Reescreva todas as entradas trocando "Target" por "Label", sem alterar mais nada, e deixe as imagens de fora.

◆ **ENTRADAS DO EXERCÍCIO**
____________________
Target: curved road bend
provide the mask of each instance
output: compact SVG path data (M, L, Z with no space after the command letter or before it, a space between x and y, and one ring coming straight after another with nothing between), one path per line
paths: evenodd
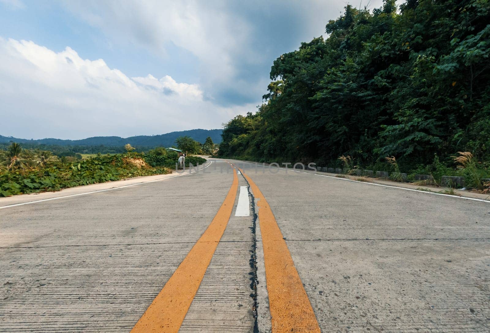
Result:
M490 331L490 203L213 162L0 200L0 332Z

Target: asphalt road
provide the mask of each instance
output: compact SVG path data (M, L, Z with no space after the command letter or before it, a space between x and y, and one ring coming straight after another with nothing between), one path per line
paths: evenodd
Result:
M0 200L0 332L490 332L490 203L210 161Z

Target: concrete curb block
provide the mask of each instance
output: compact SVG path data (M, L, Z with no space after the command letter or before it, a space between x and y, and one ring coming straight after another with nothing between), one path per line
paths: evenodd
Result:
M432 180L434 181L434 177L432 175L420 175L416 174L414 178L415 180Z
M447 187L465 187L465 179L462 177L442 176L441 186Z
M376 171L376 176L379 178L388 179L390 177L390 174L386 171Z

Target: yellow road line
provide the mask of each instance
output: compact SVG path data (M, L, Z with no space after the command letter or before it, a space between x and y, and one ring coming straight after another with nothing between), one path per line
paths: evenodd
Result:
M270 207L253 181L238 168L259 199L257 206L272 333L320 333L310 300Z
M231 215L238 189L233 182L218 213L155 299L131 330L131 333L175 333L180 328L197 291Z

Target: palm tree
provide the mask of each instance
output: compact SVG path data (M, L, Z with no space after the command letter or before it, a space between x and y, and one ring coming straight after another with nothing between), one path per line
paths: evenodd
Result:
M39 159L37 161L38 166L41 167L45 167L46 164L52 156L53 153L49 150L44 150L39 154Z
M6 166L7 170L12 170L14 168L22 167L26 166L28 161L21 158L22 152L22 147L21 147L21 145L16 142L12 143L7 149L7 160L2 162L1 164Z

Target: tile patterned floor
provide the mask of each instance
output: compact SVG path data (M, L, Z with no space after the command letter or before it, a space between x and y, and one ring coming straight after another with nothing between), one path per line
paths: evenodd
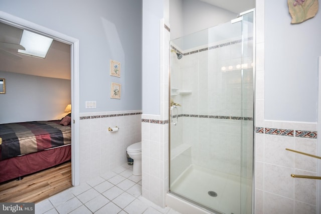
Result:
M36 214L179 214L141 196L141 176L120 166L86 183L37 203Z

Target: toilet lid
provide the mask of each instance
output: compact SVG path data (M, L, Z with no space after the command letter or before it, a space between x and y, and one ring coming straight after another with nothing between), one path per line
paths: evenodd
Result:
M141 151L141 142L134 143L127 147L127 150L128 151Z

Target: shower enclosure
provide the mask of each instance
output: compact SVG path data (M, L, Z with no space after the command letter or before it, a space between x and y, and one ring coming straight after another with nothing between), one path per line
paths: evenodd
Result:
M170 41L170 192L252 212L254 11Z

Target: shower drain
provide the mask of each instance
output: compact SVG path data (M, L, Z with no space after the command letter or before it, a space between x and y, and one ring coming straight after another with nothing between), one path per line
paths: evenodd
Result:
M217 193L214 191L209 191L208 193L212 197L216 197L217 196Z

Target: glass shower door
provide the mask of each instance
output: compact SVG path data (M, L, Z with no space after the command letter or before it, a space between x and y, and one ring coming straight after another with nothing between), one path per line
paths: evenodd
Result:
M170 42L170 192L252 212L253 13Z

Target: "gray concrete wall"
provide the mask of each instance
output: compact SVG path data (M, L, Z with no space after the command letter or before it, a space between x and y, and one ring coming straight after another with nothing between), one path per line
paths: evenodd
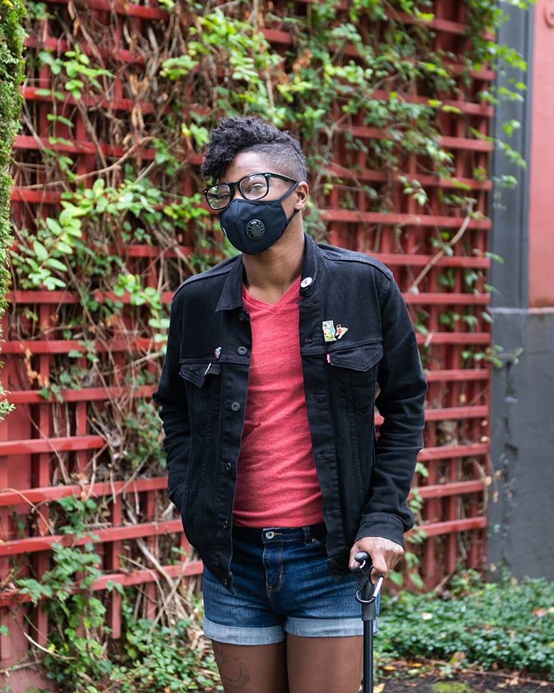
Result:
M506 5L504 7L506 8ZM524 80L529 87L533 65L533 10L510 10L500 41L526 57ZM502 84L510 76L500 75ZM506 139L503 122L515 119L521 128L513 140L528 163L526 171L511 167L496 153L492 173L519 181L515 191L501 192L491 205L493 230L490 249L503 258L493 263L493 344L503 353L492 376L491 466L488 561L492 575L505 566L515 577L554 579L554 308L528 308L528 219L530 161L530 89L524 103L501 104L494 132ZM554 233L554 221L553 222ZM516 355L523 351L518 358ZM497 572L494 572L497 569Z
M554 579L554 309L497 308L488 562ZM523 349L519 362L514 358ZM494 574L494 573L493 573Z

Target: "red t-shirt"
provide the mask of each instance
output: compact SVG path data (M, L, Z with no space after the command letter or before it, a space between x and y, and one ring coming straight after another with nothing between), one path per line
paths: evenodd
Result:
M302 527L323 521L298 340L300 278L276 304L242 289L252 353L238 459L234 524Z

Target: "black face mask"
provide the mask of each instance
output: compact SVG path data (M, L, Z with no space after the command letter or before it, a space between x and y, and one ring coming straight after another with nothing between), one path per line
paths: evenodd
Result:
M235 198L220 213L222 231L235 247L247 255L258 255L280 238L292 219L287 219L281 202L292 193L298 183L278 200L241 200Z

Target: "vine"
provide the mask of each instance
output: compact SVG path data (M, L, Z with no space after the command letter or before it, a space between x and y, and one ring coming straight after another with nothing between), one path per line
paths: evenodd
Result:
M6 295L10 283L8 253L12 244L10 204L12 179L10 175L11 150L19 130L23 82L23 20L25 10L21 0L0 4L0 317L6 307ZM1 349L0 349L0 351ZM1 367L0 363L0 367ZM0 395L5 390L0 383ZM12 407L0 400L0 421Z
____________________
◆ **RESPOSTA**
Label: curved road bend
provide the mask of each instance
output: compact SVG path data (M, L, Z with no space after the command letter or before it, a space between x and y, and one ring coming straight after another with nothing between), one path per line
paths: evenodd
Result:
M490 331L490 203L213 162L0 200L0 332Z

Label: asphalt road
provide the mask of each instance
output: compact SVG path data (M, L, Z with no space after the command letter or before it, a space between x and y, and one ring coming straight after another with nothing between), one path per line
paths: evenodd
Result:
M0 200L0 332L490 332L490 203L210 161Z

Label: concrete curb block
provide the mask of each instance
output: compact SVG path data (M, L, Z with no space after the command letter or before it, a space between x and y, and one ring coming straight after another with nothing between), one path per line
paths: evenodd
Result:
M432 180L434 181L434 177L432 175L420 175L416 174L414 178L415 180Z
M447 187L465 187L465 179L462 177L442 176L441 186Z
M376 171L376 176L379 178L388 179L390 177L390 174L386 171Z

Label: yellow road line
provide the mask of each instance
output: compact SVG path data (M, L, Z with no space after the command letter or before it, a space between x and y, and one ring coming straight after another with nothing between), one path per line
paths: evenodd
Result:
M270 207L253 181L238 168L259 199L257 206L272 333L320 333L310 300Z
M231 215L238 189L233 182L218 213L155 299L131 330L131 333L175 333L180 328L197 291Z

Label: palm tree
provide the mask of each instance
output: compact SVG path data (M, L, Z with no space after the command letter or before it, a space between x and y, and one ring coming straight after another with nothing between), one path per line
paths: evenodd
Result:
M39 159L37 161L38 166L41 167L45 167L46 164L52 156L53 153L49 150L44 150L39 154Z
M6 166L7 170L12 170L14 168L22 167L26 166L28 161L21 158L22 152L22 147L21 147L21 145L16 142L12 143L7 149L7 160L2 162L1 164Z

Label: tile patterned floor
provide the mask of each instance
output: compact SVG path data (M, L, Z with no space after the command letter or before it, a space between x and y, and one ring coming straight after another with nothing between), one path per line
paths: evenodd
Result:
M36 214L179 214L141 196L141 176L120 166L86 183L37 203Z

Label: toilet lid
provide the mask of each instance
output: compact SVG path data (M, L, Z with no space after the command letter or before it, a space between x and y, and one ring coming straight after another with nothing between), one path per line
paths: evenodd
Result:
M141 151L141 142L134 143L127 147L127 150L128 151Z

Label: shower enclosure
provide the mask of each instance
output: compact SVG path data (M, L, Z with no space after the command letter or before it, a space between x and y, and one ring coming straight after another with nothing between), one path per line
paths: evenodd
Result:
M170 41L170 192L252 212L254 11Z

Label: shower drain
provide the mask of each instance
output: compact SVG path data (M, L, Z with no space after the command letter or before it, a space between x and y, and one ring coming straight after another with nothing between), one path per line
paths: evenodd
Result:
M217 193L214 191L209 191L208 193L212 197L216 197L217 196Z

Label: glass shower door
provide the mask of each instance
output: compact SVG path data (M, L, Z with no space after the command letter or before it, a space between x and y, and one ring coming straight after another with nothing between), one path per line
paths: evenodd
Result:
M170 42L170 192L252 212L253 13Z

Label: "gray concrete wall"
provide the mask of each instance
output: compact SVG path data (M, L, Z with no space after the command letter or before it, a space between x and y, and one ring coming straight after another with nothing between), one path per line
paths: evenodd
Result:
M506 5L504 7L506 8ZM524 80L529 87L533 65L533 10L510 10L500 41L526 57ZM502 84L510 76L500 75ZM506 139L503 122L515 119L521 128L513 140L528 163L526 171L511 167L496 153L492 173L519 181L515 191L501 192L491 205L493 230L490 249L503 258L493 263L493 344L503 353L492 376L491 466L488 561L492 575L505 566L515 577L554 579L554 308L528 308L528 219L530 161L530 89L524 103L501 104L494 132ZM554 233L554 221L553 222ZM516 355L523 351L518 358ZM497 572L494 572L497 569Z
M554 579L554 309L497 308L488 562ZM523 349L519 362L514 358ZM494 574L494 573L493 573Z

Label: "red t-shirt"
provide the mask of each instance
output: compact SVG path data (M, L, Z with no space after the command letter or before it, a space between x and y, and one ring coming straight after another with nothing between), one path per line
paths: evenodd
Result:
M302 527L323 521L298 340L300 278L276 304L242 289L252 353L238 459L234 524Z

Label: "black face mask"
provide the mask of each instance
output: compact SVG path data (M, L, Z with no space after the command letter or before it, a space between x and y, and one ring coming straight after another with nothing between), one path per line
paths: evenodd
Result:
M235 198L220 213L222 231L235 247L247 255L258 255L280 238L292 219L287 219L281 202L292 193L298 183L278 200L241 200Z

Label: "vine"
provide the mask of each instance
output: compact SVG path data (M, L, Z with no space after the command letter or before it, a space between x and y, and one ring coming straight after another with nothing between), one path per line
paths: evenodd
Result:
M6 295L10 283L8 253L12 244L10 204L12 179L10 175L11 150L19 130L23 82L23 20L25 10L21 0L0 4L0 317L6 307ZM1 349L0 349L0 351ZM1 367L0 363L0 367ZM0 395L5 390L0 383ZM12 407L0 400L0 421Z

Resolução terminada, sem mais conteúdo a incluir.